▶ [Goal 1]: In the records, begin at the line that has "Could you please locate the curved" and continue through the last line of the records. Reproduce those lines with "bounding box" switched to "enclosing rectangle" everywhere and nothing else changed.

▶ [Document excerpt]:
------------------------------------------------------------

That temp is generally fine for keeping mosquito fish, but a little chilly for a drop. If you can get a heater and gradually bump the water temp to about 84, I wouldn't be surprised if you had fry within the week...sooner rather than later. No kidding...so watch close so Mom doesn't gobble them up. And keep me posted...I'm excited for you! )


----------



## rcapps

That's the new set up! Duckweed and hornwort.

I also added the heater as you suggested. Currently I have it set at 82. I added some salt too, as suggested by the guy in a trusted pet store that I go to. He also said that 82 was the max he would set the heater for a freshwater fish and that he would be careful even with that temp.


----------



## rcapps

So I woke up a few minutes ago and went to check on her. Her belly no longer has the dark gravid spot. She looks empty. There's no other word for it. After all of that waiting and putting plants in, adding a heater, and after she's killed so many fish... I believe she gave birth last night and ate the fry. Will they not try to hide from her? I guess a hungry momma will search them out.

Anyhow, I'm tired of keeping a single fish in this nice aquarium, so I'm moving her to my 10 gallon and getting some new fish today. 6 tetras to a 20 gallon sound about right?


----------



## jrman83

They will hide. Wait a few days and you should see some.


----------

------------------------------------------------------------

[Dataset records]

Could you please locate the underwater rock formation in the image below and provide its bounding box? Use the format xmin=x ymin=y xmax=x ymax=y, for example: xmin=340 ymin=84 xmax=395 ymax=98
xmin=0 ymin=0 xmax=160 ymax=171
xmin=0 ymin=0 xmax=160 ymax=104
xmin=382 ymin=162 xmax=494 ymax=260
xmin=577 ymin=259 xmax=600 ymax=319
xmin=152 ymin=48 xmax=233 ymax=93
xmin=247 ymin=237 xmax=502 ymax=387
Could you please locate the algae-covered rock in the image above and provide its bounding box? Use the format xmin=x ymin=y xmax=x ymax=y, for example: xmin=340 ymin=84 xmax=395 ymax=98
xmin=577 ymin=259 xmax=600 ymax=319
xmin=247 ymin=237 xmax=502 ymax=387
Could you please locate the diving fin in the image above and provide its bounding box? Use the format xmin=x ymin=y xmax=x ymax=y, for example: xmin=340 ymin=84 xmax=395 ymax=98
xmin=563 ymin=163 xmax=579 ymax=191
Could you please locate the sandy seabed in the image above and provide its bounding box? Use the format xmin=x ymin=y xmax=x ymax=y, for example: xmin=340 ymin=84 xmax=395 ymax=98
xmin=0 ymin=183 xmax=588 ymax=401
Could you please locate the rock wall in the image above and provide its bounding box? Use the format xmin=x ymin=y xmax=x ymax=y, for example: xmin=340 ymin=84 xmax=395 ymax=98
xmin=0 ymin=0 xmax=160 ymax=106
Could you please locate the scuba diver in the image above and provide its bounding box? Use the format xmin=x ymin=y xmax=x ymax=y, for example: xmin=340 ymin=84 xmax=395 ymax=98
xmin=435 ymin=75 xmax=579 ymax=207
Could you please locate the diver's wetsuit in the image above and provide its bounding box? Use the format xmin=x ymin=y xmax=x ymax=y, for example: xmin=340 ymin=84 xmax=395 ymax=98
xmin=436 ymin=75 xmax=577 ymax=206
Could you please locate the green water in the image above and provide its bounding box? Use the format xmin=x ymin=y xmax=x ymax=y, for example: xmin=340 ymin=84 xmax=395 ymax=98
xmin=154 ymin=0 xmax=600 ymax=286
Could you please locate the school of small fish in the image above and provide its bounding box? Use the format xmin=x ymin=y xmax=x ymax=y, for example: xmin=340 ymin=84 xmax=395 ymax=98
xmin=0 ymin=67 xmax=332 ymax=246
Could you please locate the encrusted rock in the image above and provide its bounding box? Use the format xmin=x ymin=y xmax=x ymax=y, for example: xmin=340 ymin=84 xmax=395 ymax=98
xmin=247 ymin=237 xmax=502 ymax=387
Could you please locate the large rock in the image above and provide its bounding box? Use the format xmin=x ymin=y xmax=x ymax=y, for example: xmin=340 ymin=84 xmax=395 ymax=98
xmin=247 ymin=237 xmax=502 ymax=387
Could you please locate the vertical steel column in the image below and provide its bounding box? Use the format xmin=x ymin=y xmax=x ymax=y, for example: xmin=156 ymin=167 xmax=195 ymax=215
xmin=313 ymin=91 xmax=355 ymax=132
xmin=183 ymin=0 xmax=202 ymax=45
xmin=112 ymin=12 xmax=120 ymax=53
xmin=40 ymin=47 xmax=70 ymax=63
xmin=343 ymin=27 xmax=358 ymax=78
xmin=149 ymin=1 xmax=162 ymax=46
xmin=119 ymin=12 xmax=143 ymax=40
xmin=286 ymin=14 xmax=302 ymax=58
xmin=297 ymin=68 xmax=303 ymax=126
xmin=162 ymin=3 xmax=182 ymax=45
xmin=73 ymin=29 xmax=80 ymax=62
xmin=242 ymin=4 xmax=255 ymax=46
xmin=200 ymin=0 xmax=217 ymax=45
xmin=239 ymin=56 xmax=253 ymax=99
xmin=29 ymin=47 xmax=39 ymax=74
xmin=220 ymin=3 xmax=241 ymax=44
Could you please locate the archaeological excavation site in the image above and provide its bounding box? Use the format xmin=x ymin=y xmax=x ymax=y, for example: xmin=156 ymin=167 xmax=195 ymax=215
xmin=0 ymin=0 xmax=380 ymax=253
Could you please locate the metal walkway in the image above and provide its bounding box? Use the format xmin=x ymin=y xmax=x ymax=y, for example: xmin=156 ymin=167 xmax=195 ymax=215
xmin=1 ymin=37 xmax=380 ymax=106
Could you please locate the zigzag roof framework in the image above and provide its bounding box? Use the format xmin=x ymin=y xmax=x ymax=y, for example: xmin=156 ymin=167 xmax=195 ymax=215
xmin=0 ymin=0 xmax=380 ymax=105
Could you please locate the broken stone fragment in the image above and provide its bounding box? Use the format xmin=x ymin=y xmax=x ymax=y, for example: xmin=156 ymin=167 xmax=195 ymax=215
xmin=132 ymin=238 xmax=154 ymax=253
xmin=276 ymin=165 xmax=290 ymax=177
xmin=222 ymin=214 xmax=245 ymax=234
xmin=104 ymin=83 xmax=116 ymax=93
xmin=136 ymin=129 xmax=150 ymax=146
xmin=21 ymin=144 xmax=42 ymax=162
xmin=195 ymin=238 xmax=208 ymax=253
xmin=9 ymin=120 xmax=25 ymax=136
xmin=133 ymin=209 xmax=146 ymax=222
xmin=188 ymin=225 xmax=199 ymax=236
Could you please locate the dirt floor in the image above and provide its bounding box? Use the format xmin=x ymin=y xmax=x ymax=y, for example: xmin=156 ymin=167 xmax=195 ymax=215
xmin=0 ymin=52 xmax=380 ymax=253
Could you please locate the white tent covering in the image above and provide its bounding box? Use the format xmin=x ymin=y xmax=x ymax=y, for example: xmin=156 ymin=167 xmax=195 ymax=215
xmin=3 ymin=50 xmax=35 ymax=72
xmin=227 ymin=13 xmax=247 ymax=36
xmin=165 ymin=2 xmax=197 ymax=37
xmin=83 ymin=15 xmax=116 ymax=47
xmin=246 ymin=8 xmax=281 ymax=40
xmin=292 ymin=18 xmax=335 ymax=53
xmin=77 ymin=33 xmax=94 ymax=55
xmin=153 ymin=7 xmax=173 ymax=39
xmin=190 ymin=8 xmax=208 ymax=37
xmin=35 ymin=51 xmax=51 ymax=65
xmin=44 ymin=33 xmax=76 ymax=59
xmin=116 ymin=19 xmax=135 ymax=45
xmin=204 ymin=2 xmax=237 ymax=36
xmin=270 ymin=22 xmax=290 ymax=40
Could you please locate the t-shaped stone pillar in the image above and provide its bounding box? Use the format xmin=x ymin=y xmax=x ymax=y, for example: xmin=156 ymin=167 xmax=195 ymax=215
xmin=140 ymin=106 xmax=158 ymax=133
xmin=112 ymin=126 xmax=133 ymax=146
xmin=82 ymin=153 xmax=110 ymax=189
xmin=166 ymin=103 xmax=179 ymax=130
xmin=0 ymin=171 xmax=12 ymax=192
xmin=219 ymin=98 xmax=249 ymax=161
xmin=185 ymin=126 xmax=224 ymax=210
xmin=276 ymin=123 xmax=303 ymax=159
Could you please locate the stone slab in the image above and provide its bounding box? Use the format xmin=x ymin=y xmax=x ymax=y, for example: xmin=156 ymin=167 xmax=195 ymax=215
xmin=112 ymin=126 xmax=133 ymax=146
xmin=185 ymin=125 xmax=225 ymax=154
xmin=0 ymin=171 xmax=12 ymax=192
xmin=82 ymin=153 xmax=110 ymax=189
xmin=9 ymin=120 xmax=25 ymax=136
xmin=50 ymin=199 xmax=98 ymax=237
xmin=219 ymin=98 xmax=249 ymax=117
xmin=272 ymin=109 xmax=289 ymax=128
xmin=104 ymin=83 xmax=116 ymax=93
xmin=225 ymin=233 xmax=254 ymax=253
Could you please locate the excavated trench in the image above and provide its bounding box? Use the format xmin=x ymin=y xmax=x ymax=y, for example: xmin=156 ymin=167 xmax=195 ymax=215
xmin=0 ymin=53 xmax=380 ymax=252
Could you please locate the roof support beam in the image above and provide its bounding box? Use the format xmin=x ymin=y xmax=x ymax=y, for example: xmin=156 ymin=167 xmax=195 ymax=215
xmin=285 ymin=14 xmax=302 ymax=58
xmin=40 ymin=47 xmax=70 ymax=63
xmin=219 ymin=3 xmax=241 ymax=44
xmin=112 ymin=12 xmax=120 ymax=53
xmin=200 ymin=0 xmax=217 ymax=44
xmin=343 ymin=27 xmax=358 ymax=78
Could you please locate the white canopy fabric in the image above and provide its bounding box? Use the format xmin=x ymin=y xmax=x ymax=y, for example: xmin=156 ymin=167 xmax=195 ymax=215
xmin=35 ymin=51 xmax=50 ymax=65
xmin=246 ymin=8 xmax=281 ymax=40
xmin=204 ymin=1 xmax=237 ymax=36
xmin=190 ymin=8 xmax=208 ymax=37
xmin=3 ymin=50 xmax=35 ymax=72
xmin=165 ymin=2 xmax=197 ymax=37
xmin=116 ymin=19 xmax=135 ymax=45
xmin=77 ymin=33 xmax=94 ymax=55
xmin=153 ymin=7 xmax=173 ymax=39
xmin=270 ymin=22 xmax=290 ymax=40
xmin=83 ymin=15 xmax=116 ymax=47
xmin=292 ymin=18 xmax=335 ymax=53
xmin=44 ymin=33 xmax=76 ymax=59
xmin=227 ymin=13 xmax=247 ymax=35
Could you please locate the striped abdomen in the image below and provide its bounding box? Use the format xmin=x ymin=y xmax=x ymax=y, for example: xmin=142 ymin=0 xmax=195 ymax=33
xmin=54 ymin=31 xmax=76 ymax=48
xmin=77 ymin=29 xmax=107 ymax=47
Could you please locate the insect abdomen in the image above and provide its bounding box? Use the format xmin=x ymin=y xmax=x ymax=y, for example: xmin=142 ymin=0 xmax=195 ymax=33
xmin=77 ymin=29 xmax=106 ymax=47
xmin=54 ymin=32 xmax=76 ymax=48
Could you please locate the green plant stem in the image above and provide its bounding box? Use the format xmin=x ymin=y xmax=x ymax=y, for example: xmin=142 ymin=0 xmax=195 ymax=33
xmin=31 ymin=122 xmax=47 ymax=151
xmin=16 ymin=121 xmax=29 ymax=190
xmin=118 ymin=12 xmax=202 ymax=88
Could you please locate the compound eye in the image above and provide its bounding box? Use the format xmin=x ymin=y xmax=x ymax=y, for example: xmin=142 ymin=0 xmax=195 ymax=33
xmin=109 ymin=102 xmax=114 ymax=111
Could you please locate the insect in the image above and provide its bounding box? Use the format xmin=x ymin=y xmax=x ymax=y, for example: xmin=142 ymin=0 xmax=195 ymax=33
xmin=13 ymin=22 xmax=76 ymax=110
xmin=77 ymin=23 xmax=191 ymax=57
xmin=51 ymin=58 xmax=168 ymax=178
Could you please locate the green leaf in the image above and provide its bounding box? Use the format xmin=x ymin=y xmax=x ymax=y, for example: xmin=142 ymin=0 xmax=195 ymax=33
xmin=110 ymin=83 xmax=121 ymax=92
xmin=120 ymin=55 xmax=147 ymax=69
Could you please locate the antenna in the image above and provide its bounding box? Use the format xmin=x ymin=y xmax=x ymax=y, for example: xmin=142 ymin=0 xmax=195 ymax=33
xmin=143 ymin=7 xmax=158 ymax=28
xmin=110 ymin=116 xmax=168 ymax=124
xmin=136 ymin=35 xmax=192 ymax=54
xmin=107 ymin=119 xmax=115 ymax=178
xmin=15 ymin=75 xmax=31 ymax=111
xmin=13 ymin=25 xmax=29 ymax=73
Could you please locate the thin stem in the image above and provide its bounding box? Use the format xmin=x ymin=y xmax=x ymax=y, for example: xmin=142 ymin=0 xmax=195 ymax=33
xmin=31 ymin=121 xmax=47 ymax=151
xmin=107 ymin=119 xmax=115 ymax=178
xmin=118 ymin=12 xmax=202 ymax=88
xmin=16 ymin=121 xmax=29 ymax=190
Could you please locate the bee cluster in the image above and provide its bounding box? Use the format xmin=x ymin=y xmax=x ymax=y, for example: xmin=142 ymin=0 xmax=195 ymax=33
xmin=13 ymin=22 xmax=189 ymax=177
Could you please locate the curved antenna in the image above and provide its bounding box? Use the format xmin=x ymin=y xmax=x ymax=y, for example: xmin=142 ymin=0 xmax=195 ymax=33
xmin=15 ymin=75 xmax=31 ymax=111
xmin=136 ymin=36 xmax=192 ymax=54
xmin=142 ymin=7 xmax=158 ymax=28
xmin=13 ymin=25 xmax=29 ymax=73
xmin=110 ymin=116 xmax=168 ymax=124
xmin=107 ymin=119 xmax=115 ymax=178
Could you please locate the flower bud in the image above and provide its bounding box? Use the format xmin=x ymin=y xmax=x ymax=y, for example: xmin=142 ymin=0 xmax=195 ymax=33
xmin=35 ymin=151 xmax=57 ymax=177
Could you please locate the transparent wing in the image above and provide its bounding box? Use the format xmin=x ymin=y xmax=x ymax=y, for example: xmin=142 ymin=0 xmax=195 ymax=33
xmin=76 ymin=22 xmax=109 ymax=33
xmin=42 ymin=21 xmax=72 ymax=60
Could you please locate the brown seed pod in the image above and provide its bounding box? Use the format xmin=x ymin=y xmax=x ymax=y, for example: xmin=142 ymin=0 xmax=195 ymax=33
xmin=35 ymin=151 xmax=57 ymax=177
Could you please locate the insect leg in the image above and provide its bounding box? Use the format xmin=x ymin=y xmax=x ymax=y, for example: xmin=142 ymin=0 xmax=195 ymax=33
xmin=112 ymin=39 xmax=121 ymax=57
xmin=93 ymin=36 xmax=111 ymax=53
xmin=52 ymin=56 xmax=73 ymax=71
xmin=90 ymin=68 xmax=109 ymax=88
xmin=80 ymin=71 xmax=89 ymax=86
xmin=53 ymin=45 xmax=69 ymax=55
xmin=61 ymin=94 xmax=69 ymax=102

------------------------------------------------------------

▶ [Goal 2]: Copy the aquarium forum thread word for word.

▶ [Correct result 1]:
Could you please locate the curved antenna in the image above and provide its enclosing rectangle? Use the format xmin=x ymin=y xmax=x ymax=y, for example: xmin=142 ymin=0 xmax=195 ymax=33
xmin=15 ymin=75 xmax=31 ymax=111
xmin=136 ymin=36 xmax=192 ymax=54
xmin=142 ymin=7 xmax=158 ymax=28
xmin=13 ymin=25 xmax=29 ymax=73
xmin=110 ymin=116 xmax=168 ymax=124
xmin=107 ymin=119 xmax=115 ymax=178
Could you please locate the flower bud in the image above and provide its enclosing rectangle? Use the format xmin=x ymin=y xmax=x ymax=y, for example: xmin=142 ymin=0 xmax=195 ymax=33
xmin=35 ymin=151 xmax=57 ymax=177
Could you please locate the transparent wing in the image above and provide its enclosing rectangle? Use the format xmin=x ymin=y xmax=x ymax=y, for example: xmin=142 ymin=0 xmax=195 ymax=33
xmin=76 ymin=22 xmax=109 ymax=33
xmin=42 ymin=21 xmax=72 ymax=60
Could you please locate the brown seed pod in the image above and provide its enclosing rectangle? Use the format xmin=x ymin=y xmax=x ymax=y, for example: xmin=142 ymin=0 xmax=195 ymax=33
xmin=35 ymin=151 xmax=57 ymax=177
Could you please locate the insect leg in the image above and provide its enclosing rectangle? Use the format xmin=x ymin=y xmax=x ymax=y, for example: xmin=142 ymin=0 xmax=195 ymax=33
xmin=112 ymin=39 xmax=121 ymax=57
xmin=93 ymin=36 xmax=111 ymax=53
xmin=52 ymin=56 xmax=73 ymax=71
xmin=90 ymin=68 xmax=109 ymax=88
xmin=80 ymin=71 xmax=89 ymax=86
xmin=53 ymin=45 xmax=69 ymax=55
xmin=61 ymin=94 xmax=69 ymax=102

▶ [Correct result 2]:
That temp is generally fine for keeping mosquito fish, but a little chilly for a drop. If you can get a heater and gradually bump the water temp to about 84, I wouldn't be surprised if you had fry within the week...sooner rather than later. No kidding...so watch close so Mom doesn't gobble them up. And keep me posted...I'm excited for you! )


----------



## rcapps

That's the new set up! Duckweed and hornwort.

I also added the heater as you suggested. Currently I have it set at 82. I added some salt too, as suggested by the guy in a trusted pet store that I go to. He also said that 82 was the max he would set the heater for a freshwater fish and that he would be careful even with that temp.


----------



## rcapps

So I woke up a few minutes ago and went to check on her. Her belly no longer has the dark gravid spot. She looks empty. There's no other word for it. After all of that waiting and putting plants in, adding a heater, and after she's killed so many fish... I believe she gave birth last night and ate the fry. Will they not try to hide from her? I guess a hungry momma will search them out.

Anyhow, I'm tired of keeping a single fish in this nice aquarium, so I'm moving her to my 10 gallon and getting some new fish today. 6 tetras to a 20 gallon sound about right?


----------



## jrman83

They will hide. Wait a few days and you should see some.


----------